> [INSTRUÇÃO 1]: Diga se cada afirmação concorda com o texto sobre a birra das crianças, respondendo sim ou não e citando as palavras do texto que decidem: (a) Melanie Klein era uma psicanalista austríaca. (b) São as crianças birrentas que precisam de cuidado. (c) Na teoria de Klein, a organização emocional começa no nascimento.
> [INSTRUÇÃO 2]: No texto sobre a birra das crianças, como os recém-nascidos percebem a mãe, segundo a teoria de Klein?
> [INSTRUÇÃO 3]: Dê a continuação do texto sobre a birra das crianças, começando logo depois da última frase dele.

> [TEXTO PARA LER]:
----

De onde vem a birra das crianças?

Para Melanie Klein, a passividade pode sinalizar a existência de problemas no desenvolvimento
Bruno Torres
29/07/15

Quem convive com crianças sabe que nem sempre se comportam como anjinhos. Manifestações de ódio, de repulsa, atos de violência, hostilidade, inclusive contra os próprios pais, são comuns. Quando isto é normal e quais são os sinais de que algo pode estar errado é uma questão para muitos pais, psicólogos, professores.

A psicanalista austríaca Melanie Klein (1882 - 1960) desenvolveu uma teoria própria para explicar o “campo de batalha” que é a cabeça dos bebês até chegarem à maturidade emocional. Para começar, um desenvolvimento infantil normal tem no enredo a lista de birras, que vão do banho ao comer, bater pernas e braços contra o ar como que se digladiando com um perseguidor imaginário. Desse roteiro também fazem parte rejeições aos cuidadores e irmãozinhos, fases de depressão e também a sensação de paz e serenidade trazidas pelo aconchego materno.

Anjinho?

O conflito é o que configura, para a criança, o caminho da maturidade, enquanto a passividade pode ser um sinal da existência de problemas. Uma criança que não faz birra, que sempre come tudo o que lhe é oferecido e que sempre se mostra amorosa até pode ser o sonho de seus pais, mas pode estar passando por um pesadelo interior que conduzirá a consequências patológicas no futuro. São essas crianças que precisam de cuidado, não as birrentas.

O anjinho pode ser uma máscara social que cobre um estado interior fragmentado. Segundo Melanie Klein, a criança que se encaixa no tipo anjinho pode ter criado um falso self (eu) para conseguir alguma acolhida.

Acolhimento

Na visão kleiniana do desenvolvimento emocional infantil, a organização emocional se inicia ao nascer. Em sua teoria, os recém-nascidos não percebem a mãe como um ser único, mas sim dividido entre “seio bom” e “seio mau”.

Por seio, lê-se mãe e ambiente. Quando estes trazem conforto, carinho, segurança, a criança dá crédito para o seio bom, segundo Klein. Na hora em que fome aperta, durante uma cólica, dor, uma fralda molhada e mesmo sensações de frio, na fantasia infantil a responsabilidade é atribuída ao seio mau. É para essa parte “ruim” que o bebê direciona agressividade. É ela que ele quer destruir.

----

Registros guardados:
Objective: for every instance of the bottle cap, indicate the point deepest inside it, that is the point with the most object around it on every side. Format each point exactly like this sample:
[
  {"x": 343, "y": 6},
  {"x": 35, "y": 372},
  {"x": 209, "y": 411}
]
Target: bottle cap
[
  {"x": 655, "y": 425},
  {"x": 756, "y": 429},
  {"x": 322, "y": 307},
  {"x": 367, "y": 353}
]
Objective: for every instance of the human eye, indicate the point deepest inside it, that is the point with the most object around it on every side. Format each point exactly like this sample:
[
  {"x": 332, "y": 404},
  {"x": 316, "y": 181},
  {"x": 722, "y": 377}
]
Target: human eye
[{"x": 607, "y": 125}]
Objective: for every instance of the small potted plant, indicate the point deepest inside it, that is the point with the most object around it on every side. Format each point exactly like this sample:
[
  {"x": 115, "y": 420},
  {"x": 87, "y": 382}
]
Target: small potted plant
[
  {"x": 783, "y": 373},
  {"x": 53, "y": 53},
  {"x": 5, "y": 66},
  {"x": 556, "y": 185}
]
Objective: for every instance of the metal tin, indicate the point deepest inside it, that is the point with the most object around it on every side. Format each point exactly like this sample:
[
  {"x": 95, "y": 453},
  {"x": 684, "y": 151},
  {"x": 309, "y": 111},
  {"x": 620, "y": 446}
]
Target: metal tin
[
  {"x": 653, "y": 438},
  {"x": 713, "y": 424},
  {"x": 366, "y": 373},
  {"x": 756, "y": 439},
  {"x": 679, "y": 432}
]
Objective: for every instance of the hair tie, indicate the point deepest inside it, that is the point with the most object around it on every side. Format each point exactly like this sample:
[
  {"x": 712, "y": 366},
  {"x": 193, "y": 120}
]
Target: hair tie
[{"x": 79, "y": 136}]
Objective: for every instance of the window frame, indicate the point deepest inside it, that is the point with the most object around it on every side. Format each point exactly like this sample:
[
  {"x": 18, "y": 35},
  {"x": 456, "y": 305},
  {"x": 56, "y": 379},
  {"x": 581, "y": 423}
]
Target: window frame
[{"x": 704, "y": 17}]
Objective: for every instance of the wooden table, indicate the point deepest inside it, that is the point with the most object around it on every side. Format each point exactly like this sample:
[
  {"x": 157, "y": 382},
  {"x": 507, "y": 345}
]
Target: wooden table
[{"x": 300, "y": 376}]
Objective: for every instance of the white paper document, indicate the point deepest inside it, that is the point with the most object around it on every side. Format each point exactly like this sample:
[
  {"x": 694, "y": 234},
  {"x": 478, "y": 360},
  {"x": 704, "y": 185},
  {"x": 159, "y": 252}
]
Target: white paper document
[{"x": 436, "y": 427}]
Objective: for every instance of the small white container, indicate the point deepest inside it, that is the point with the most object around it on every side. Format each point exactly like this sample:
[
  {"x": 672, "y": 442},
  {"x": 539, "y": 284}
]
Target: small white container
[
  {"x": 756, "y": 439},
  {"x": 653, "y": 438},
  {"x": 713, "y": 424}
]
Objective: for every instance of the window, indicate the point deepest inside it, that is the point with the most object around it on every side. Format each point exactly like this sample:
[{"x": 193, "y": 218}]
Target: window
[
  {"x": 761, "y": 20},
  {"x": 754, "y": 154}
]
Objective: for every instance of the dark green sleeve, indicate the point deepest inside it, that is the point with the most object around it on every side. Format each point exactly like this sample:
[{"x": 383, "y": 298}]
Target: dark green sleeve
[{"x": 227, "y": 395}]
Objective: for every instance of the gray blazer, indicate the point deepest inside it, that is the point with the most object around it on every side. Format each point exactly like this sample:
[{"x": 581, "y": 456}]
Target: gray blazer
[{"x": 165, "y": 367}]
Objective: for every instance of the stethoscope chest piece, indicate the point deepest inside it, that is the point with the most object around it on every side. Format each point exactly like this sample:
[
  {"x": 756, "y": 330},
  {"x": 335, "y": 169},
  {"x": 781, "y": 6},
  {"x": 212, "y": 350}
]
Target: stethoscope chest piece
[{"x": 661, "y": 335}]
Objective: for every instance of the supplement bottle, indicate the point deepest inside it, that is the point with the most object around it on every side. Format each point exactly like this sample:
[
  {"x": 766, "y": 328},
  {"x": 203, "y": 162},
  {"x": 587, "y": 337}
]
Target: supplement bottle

----

> [RESPOSTA 1]:
(a) Sim: "A psicanalista austríaca Melanie Klein (1882 - 1960)".
(b) Não: "São essas crianças que precisam de cuidado, não as birrentas."
(c) Sim: "a organização emocional se inicia ao nascer".

> [RESPOSTA 2]: Não como um ser único, mas dividida entre "seio bom" e "seio mau".

> [RESPOSTA 3]:
Por ter odiado, ainda na mesma fantasia, teme que exista retaliação. Daí Klein ter classificado este primeiro sistema de relação com o mundo como posição esquizoparanoide. Dito de outra forma, na teoria kleiniana o início da vida se caracteriza pela percepção da mãe como alguém dividido - daí o “esquizo”- e pela fantasia de ser punido pelo objeto que odiou: o seio mau, origem da denominação paranoide.

O objetivo do cuidador é não permitir que a parte má se sobreponha à boa. Para isso, ele deve apresentar o seio bom através de gestos: acudir o choro da criança no tempo adequado, alimentá-la em horários regulares, estabelecer rotinas. Os seguidores de Melanie Klein acreditam que psicoses adultas graves guardam relação com problemas relacionados aos primeiros meses de vida.

Criança de um ano anda em um tapete aos mesmo tempo que brinca de mastigar um bichinho de borracha

Para a maioria das crianças, o seio bom prevalece e é internalizado como uma base emocional segura frente às ameaças da vida. Isto colabora também para aceitação dos impulsos agressivos e dos ódios que acompanham a vida emocional por toda a vida.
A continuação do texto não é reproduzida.